• Directions
Render the text of every item below as a Markdown table with the columns "No." and "Line", one row per line, numbering rows in order and skipping blank lines. Omit the pictures.

Items from a data source
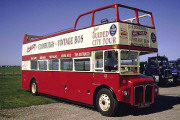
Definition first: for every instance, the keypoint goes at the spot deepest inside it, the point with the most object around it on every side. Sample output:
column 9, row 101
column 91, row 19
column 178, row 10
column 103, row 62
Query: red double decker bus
column 96, row 63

• The completed task
| No. | Line |
|---|---|
| 1 | Definition first: for every instance, the keypoint goes at the spot deepest inside it, the point with the most object around it on every side. Sample output: |
| 2 | column 9, row 101 |
| 3 | column 91, row 19 |
| 4 | column 178, row 10 |
| 5 | column 103, row 62 |
| 6 | Query: red double decker bus |
| 7 | column 96, row 63 |